- _Input rows_
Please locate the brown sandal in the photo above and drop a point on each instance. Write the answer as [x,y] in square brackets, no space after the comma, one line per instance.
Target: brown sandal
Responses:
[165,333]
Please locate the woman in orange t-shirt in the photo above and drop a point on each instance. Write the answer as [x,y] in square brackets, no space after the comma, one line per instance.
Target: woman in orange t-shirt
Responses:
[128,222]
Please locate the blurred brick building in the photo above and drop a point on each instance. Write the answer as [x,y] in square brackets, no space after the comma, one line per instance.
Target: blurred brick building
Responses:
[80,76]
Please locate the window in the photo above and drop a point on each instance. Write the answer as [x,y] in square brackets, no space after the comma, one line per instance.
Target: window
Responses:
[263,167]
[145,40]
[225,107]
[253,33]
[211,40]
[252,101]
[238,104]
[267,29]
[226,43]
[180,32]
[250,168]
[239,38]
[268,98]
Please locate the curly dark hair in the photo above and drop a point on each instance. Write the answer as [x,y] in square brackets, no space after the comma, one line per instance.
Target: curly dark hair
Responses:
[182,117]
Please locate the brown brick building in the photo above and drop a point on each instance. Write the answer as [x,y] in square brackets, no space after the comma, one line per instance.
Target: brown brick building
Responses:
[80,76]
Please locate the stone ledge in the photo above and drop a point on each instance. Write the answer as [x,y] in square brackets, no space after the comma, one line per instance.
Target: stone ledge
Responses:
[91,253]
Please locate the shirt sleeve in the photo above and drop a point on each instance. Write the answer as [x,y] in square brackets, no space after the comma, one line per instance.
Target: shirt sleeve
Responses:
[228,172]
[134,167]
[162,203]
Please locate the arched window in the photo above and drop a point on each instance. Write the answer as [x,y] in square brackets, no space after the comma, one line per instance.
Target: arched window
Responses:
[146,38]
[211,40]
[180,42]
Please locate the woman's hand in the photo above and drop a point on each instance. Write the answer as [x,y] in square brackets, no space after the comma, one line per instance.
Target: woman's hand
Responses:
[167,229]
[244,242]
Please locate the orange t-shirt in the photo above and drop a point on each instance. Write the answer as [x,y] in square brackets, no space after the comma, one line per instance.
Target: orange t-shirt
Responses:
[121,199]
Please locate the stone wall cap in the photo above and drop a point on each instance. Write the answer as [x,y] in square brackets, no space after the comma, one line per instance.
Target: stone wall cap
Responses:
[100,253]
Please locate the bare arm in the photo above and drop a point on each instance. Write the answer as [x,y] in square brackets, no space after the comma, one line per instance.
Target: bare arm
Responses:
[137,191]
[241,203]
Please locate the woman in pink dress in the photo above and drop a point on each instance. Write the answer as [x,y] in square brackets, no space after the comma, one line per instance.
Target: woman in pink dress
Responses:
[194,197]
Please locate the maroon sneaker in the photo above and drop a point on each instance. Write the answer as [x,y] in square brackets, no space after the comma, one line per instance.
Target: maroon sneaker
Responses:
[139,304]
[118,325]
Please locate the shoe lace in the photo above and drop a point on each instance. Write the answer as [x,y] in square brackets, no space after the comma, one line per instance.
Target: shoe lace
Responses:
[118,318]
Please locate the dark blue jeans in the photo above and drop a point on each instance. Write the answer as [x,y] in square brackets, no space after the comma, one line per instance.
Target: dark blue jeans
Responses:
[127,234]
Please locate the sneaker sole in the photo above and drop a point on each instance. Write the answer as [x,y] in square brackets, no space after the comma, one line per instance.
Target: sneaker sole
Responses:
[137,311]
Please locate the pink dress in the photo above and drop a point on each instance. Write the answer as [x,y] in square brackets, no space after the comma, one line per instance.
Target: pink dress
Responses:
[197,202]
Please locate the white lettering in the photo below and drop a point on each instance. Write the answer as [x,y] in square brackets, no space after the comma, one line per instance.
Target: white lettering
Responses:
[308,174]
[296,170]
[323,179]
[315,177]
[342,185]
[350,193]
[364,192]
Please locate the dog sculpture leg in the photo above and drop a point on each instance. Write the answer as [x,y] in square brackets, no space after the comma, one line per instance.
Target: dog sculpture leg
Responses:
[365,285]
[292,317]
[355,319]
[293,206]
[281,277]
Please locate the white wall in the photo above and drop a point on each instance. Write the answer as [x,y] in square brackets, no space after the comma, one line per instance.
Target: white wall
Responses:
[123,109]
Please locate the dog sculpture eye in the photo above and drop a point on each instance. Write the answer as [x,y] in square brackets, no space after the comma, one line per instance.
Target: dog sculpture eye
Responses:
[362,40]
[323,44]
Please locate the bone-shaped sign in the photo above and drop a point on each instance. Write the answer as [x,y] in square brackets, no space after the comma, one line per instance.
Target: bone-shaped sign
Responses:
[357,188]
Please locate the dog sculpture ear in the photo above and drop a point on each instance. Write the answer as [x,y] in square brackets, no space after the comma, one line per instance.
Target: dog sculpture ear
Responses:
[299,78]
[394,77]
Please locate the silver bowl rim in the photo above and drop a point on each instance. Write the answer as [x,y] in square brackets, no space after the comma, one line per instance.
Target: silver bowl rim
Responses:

- _Work required_
Copy out all of the records above word for word, with no changes.

- _Complete response_
Please locate the brown sandal in the photo above and drop a point on each instance. Write the answer as [x,y] in square brackets, no space after the comma, one line per instance.
Target: brown sandal
Responses:
[165,333]
Please locate the woman in orange t-shirt in the photo above and drop a point on each instance. Write the answer as [x,y] in square brackets, no space after the comma, one line per instance.
Target: woman in orange t-shirt
Responses:
[128,222]
Please locate the blurred brick building in the photo above and drop a point on each instance. Write the answer as [x,y] in square brackets, no space after the comma, one line per instance.
Target: blurred brick building
Responses:
[80,76]
Please locate the window in the photo above and drop a point on each instance. Write the answer as [x,y] in square brackets, no space after the comma, one line per instance.
Target: window
Responses:
[263,167]
[145,40]
[225,107]
[253,33]
[211,40]
[252,101]
[238,104]
[267,29]
[226,43]
[180,32]
[250,168]
[239,38]
[268,98]
Please locate the curly dark hair in the photo above and drop a point on each instance. Write the answer as [x,y] in square brackets, no space after the comma, one line per instance.
Target: curly dark hair
Responses:
[182,117]
Please locate the brown brick building in the photo above and drop a point on each instance. Write the answer as [x,y] in square brackets, no space after the comma, one line per instance.
Target: brown brick building
Responses:
[80,76]
Please locate the stone ledge in the photo above and drop a point on each instance. Write the answer as [x,y] in square brackets, no space after the comma, one line per instance.
Target: stone ledge
Responses:
[91,253]
Please locate the shirt sleeve in the photo above and drop a point on each instance. Write the answer as [x,y] in square brackets, no space after the comma, one line per instance.
Target: shirt sleeve
Responses:
[228,172]
[134,167]
[162,203]
Please locate the arched window in the photo above and drop a point on each instance. Write the answer as [x,y] in square brackets, no space after the comma, one line per instance.
Target: arched window
Responses:
[146,38]
[211,40]
[180,42]
Please locate the woman's hand in the photo above and drop a point on each instance. Write the answer as [x,y] in square brackets, no space after the comma, one line per instance.
Target: woman's hand
Responses:
[167,229]
[244,242]
Please locate the orange t-shirt in the photo above and drop a point on each instance. Write the answer as [x,y] in square brackets, no space after the comma, one line per instance.
Target: orange t-shirt
Responses:
[121,199]
Please locate the stone wall cap in the photo above and drop a point on each instance. Write the answer as [x,y] in square brackets, no space after the comma, one line per instance.
Target: stone wall cap
Responses:
[100,253]
Please locate the bare arm in the photo above and drop a point on each instance. Write the answer as [x,y] in square brackets, no space after the comma, one line per instance.
Target: bare arm
Responses:
[137,191]
[241,203]
Please locate the woman in pink dress in the photo above and drop a point on each instance. Write the answer as [x,y] in square brackets, no space after the comma, one line per instance.
Target: woman in pink dress
Responses:
[194,197]
Please locate the maroon sneaker in the photo above and drop a point on each instance. Write the answer as [x,y] in square brackets, no space after the comma, one line per instance.
Target: maroon sneaker
Responses:
[139,304]
[118,325]
Please locate the shoe lace in the photo above and drop a point on each instance. Write the answer as [x,y] in square brackets, no space after the comma, one line per instance.
Target: shoe lace
Responses:
[118,318]
Please locate the dark blue jeans in the photo above and drop a point on each instance. Write the answer as [x,y] in square brackets, no space after the comma, one line per instance.
Target: dark blue jeans
Responses:
[127,234]
Please locate the sneaker sole in the photo above and drop a point on each instance. Write the answer as [x,y] in square brackets, no space after the comma, one line per instance.
Target: sneaker sole
Responses:
[137,311]
Please locate the pink dress in the photo above and drop a point on each instance. Write the answer as [x,y] in square brackets, no space after the comma, one line per instance.
Target: pink dress
Responses:
[197,202]
Please locate the white lettering in the photo below and drop a point on each instance. Write the answer as [x,y] in square brackets, no space after the comma, one line per instance.
Target: white lettering
Responses:
[308,174]
[296,170]
[323,179]
[315,177]
[342,185]
[350,193]
[364,192]
Please locate the dog sculpture leg in the photo above and drop a point on each instance. Write the answer as [x,y] in square brackets, no space after the comma, one line per instance.
Target: dog sculpture leg
Responses:
[365,285]
[292,317]
[355,319]
[293,206]
[281,277]
Please locate the white wall in the photo above and drop a point on each instance. Write the answer as [x,y] in square brackets, no space after the comma, one line per instance.
Target: white wall
Responses:
[123,109]
Please locate the dog sculpture eye in the photo above and drop a point on each instance. Write the answer as [x,y] in square brackets, no space after the comma, one line per instance.
Target: dog sculpture eye
Responses:
[362,40]
[323,44]
Please locate the bone-shaped sign in the photo above and drop a point on each instance. Write the answer as [x,y] in square brackets, no space after the comma, one line per instance.
Target: bone-shaped sign
Responses:
[357,188]
Please locate the dog sculpture ear in the photo above and drop a point on each instance. Write the answer as [x,y] in square brackets, no space after the comma, one line per instance.
Target: dog sculpture ear
Responses:
[299,78]
[394,77]
Please locate the silver bowl rim in the photo above and drop a point on each instance. Write the answer as [x,y] in square brackets, no space after the comma, one line per instance.
Target: silver bowl rim
Responses:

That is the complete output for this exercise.